--- Input ---

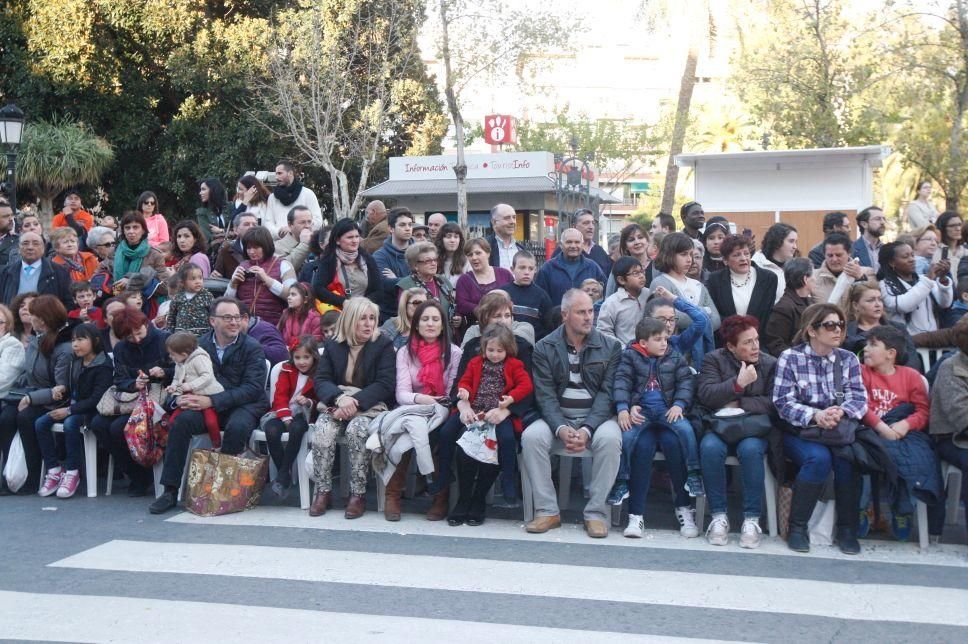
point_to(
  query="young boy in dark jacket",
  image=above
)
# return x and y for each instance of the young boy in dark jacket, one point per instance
(654, 385)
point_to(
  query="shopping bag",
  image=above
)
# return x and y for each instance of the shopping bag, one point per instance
(15, 471)
(479, 442)
(222, 483)
(145, 438)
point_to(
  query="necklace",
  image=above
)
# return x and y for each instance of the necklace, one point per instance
(749, 276)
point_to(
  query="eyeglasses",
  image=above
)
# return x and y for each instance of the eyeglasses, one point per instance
(830, 325)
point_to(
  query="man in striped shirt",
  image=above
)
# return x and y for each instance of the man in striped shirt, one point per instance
(574, 367)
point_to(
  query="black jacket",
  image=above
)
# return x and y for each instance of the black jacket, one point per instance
(764, 295)
(54, 280)
(375, 373)
(326, 271)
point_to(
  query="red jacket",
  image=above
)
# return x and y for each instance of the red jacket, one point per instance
(285, 388)
(517, 382)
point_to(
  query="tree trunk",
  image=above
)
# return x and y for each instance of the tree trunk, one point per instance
(460, 169)
(686, 86)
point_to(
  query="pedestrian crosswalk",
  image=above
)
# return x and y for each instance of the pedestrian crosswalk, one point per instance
(275, 574)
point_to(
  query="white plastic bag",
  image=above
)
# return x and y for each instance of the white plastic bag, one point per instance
(15, 471)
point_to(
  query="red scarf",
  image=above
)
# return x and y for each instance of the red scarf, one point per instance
(431, 374)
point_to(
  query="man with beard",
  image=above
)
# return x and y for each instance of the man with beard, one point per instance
(872, 224)
(289, 193)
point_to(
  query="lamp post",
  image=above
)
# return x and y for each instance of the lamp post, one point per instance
(11, 131)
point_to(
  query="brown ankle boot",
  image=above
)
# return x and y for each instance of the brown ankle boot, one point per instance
(391, 503)
(321, 501)
(441, 505)
(355, 507)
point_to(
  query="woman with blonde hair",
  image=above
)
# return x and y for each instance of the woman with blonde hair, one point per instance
(355, 380)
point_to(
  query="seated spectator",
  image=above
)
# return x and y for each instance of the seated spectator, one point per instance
(397, 328)
(898, 411)
(482, 279)
(817, 385)
(189, 308)
(568, 270)
(422, 260)
(574, 369)
(356, 379)
(79, 264)
(738, 376)
(784, 321)
(189, 247)
(345, 270)
(653, 391)
(262, 279)
(89, 375)
(240, 368)
(300, 317)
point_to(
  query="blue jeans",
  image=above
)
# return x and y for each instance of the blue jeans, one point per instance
(683, 431)
(74, 444)
(643, 452)
(816, 461)
(750, 452)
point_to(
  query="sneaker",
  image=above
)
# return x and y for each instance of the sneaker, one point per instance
(694, 485)
(51, 481)
(717, 534)
(749, 536)
(687, 522)
(620, 492)
(636, 526)
(69, 483)
(901, 526)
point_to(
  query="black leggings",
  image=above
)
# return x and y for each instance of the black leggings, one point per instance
(285, 456)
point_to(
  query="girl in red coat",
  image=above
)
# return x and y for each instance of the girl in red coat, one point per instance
(492, 382)
(300, 317)
(293, 406)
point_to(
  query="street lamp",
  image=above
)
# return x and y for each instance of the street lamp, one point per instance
(11, 131)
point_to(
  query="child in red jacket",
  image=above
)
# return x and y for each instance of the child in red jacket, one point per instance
(492, 382)
(293, 405)
(898, 409)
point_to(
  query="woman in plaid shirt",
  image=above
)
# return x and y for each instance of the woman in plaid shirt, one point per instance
(805, 394)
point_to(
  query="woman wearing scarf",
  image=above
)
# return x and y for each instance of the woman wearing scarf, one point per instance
(345, 270)
(134, 255)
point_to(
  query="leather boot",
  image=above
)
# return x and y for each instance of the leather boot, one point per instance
(441, 504)
(321, 501)
(847, 496)
(355, 507)
(391, 502)
(805, 497)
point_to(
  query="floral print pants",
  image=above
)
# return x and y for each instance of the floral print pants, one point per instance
(323, 440)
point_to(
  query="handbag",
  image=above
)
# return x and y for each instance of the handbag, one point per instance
(733, 429)
(222, 483)
(846, 429)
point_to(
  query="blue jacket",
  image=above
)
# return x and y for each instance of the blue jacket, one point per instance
(389, 256)
(554, 279)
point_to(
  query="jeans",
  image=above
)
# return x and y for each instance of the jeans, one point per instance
(73, 443)
(641, 459)
(750, 453)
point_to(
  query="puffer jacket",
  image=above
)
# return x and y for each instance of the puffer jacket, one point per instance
(634, 371)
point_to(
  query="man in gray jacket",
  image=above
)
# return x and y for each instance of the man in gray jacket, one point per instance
(574, 368)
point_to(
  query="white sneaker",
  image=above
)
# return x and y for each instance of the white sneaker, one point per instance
(636, 526)
(687, 522)
(717, 534)
(749, 536)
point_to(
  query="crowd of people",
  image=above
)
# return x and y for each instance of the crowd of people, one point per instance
(406, 341)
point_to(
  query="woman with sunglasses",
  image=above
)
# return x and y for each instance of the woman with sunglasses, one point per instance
(818, 385)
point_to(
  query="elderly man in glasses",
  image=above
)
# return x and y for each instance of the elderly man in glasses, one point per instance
(240, 367)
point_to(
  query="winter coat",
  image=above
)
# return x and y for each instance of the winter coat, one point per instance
(633, 373)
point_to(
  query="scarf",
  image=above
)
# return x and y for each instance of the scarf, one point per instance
(127, 259)
(431, 374)
(288, 194)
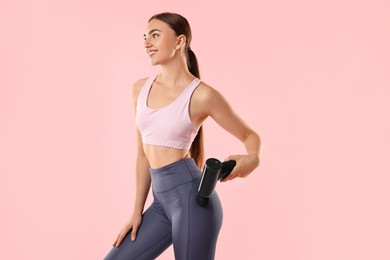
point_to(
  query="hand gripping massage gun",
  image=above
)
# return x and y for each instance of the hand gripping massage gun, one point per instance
(213, 171)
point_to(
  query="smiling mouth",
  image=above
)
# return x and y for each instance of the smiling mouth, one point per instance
(151, 53)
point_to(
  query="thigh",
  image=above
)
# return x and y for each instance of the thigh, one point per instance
(195, 229)
(153, 237)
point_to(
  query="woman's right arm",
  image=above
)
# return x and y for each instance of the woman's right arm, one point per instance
(142, 179)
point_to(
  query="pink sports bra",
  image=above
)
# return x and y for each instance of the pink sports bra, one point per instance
(169, 126)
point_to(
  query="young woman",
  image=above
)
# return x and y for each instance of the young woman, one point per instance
(170, 108)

--- What the task requires ---
Without including any pictures, print each record exactly.

--- Solution ---
point_to(
  query="young boy in dark jacket",
  image=above
)
# return x and y for each instance of the young boy in dark jacket, one point per instance
(654, 385)
point_to(
  query="shopping bag",
  image=above
)
# return x and y for each instance of the shopping bag, one point per instance
(15, 471)
(479, 442)
(222, 483)
(145, 438)
point_to(
  query="necklace",
  image=above
)
# return x and y for each instance of the necklace, one point per instance
(749, 276)
point_to(
  query="eyeglasses",
  image=above
)
# return x and y for each instance of the eyeglasses, one point per instance
(830, 325)
point_to(
  query="man in striped shirt",
  image=above
)
# return x and y for each instance of the man in striped shirt, one point per instance
(574, 367)
point_to(
  query="black jacket",
  image=above
)
# return x and y for each instance of the black jacket, one point per instance
(764, 295)
(54, 280)
(375, 373)
(326, 271)
point_to(
  query="red jacket",
  image=above
)
# return x and y for each instance of the red jacket, one point per instance
(285, 388)
(517, 382)
point_to(
  query="tree trunk",
  image=above
)
# return x and y for each instance of the tree trunk, one point per instance
(460, 169)
(686, 86)
point_to(
  query="pedestrian crosswalk",
  image=above
)
# return x and y for each instance of the pedestrian crosswalk, one point per instance
(275, 574)
point_to(
  query="white plastic bag",
  image=above
)
# return x and y for each instance of the white plastic bag, one point per instance
(15, 471)
point_to(
  query="red scarf",
  image=above
)
# return x and y for each instance of the red scarf, one point per instance
(431, 374)
point_to(
  query="man with beard",
  image=above
)
# return x and y for each instance of the man with beard, one point per instance
(872, 224)
(289, 193)
point_to(
  query="lamp post",
  image=above
)
# return x and y for each instance of the lamp post, one point per instance
(11, 131)
point_to(
  query="brown ankle boot",
  image=above
)
# return x and y for each instance of the brown ankle boot, one point per instance
(391, 503)
(321, 501)
(441, 505)
(355, 507)
point_to(
  query="woman with blonde hair",
  image=above
)
# return x and y for each instance of the woman with blonde hair, one point per instance
(355, 380)
point_to(
  query="seated spectator",
  image=above
)
# return x and y for each instance of the seated spectator, one point per instance
(397, 328)
(898, 411)
(482, 279)
(817, 385)
(189, 308)
(568, 270)
(422, 260)
(574, 369)
(356, 379)
(79, 264)
(738, 376)
(784, 321)
(189, 247)
(345, 270)
(653, 391)
(262, 279)
(89, 375)
(240, 368)
(300, 317)
point_to(
  query="blue jeans",
  image=above
)
# return x and y for each instance of the blue jeans, one point per instance
(683, 431)
(74, 444)
(643, 452)
(816, 461)
(750, 452)
point_to(
  query="sneaker",
  image=above
)
# return x and y for each instance of the sneaker, one point per instance
(694, 485)
(51, 481)
(717, 534)
(749, 536)
(687, 522)
(620, 492)
(636, 526)
(69, 483)
(901, 526)
point_to(
  query="black leggings",
  image=above
)
# return x and y for each instance of the black leggings, one point per instance
(285, 456)
point_to(
  query="girl in red coat",
  image=above
)
# return x and y for each instance of the girl in red coat, one point per instance
(492, 382)
(300, 317)
(293, 406)
point_to(
  query="street lamp",
  image=above
)
# return x and y for each instance of the street lamp, one point per instance
(11, 131)
point_to(
  query="child in red jacket",
  image=above
)
# return x and y for each instance of the child in red jacket, one point per instance
(492, 382)
(293, 405)
(898, 409)
point_to(
  query="woman in plaid shirt",
  image=above
)
# return x and y for each instance of the woman in plaid shirt, one point per instance
(805, 394)
point_to(
  query="woman wearing scarf",
  image=above
)
# return x and y for each instance of the woman wearing scarf, one point per instance
(345, 270)
(134, 255)
point_to(
  query="leather boot",
  image=above
)
# return x and y for each instance of the leather boot, one point per instance
(441, 504)
(321, 501)
(847, 496)
(355, 507)
(391, 502)
(805, 497)
point_to(
  query="floral print pants",
  image=above
)
# return x and y for each instance of the floral print pants, one point per instance
(323, 440)
point_to(
  query="handbag",
  image=above
)
# return x and y for each instance of the handbag, one point per instance
(733, 429)
(222, 483)
(846, 429)
point_to(
  query="blue jacket",
  image=above
)
# return x and y for each instance of the blue jacket, one point per instance
(389, 256)
(554, 279)
point_to(
  query="jeans",
  image=above
)
# return x and y for each instance of the jeans, one point per instance
(73, 443)
(641, 459)
(750, 453)
point_to(
  query="puffer jacket",
  image=above
)
# return x and y for each instance of the puffer jacket, one point per instance
(634, 371)
point_to(
  query="man in gray jacket",
  image=above
)
# return x and y for each instance of the man in gray jacket, one point per instance
(574, 368)
point_to(
  query="white sneaker",
  image=above
)
# return x and y for each instance of the white sneaker, one point per instance
(636, 526)
(687, 522)
(717, 534)
(749, 536)
point_to(
  query="crowd of people",
  image=above
)
# return x and y for each instance of the crowd of people, one point per instance
(406, 341)
point_to(
  query="woman with sunglasses",
  image=above
)
# return x and y for each instance of the woman with sunglasses, one point per instance
(818, 385)
point_to(
  query="elderly man in glasses",
  image=above
)
# return x and y for each instance of the elderly man in glasses, one point per instance
(240, 367)
point_to(
  query="winter coat",
  image=above
)
# return x and y for each instance of the winter coat, one point per instance
(633, 373)
point_to(
  query="scarf",
  image=above
)
# return x and y for each instance of the scarf, one point per instance
(127, 259)
(431, 374)
(288, 194)
point_to(
  query="hand gripping massage gun",
  image=above
)
# return x and y for each instance of the hand gripping massage gun, one point per instance
(213, 171)
point_to(
  query="smiling mouth",
  image=above
)
# return x and y for each instance of the smiling mouth, one point per instance
(151, 53)
point_to(
  query="thigh",
  image=above
)
# return x and y for each instance of the thigh, one point per instance
(195, 229)
(153, 237)
point_to(
  query="woman's right arm",
  image=above
)
# return x and y for each instance of the woman's right arm, one point per instance
(142, 179)
point_to(
  query="pink sports bra",
  image=above
)
# return x and y for each instance of the pink sports bra, one point per instance
(169, 126)
point_to(
  query="young woman",
  image=above
)
# return x and y for each instance of the young woman, one point per instance
(170, 108)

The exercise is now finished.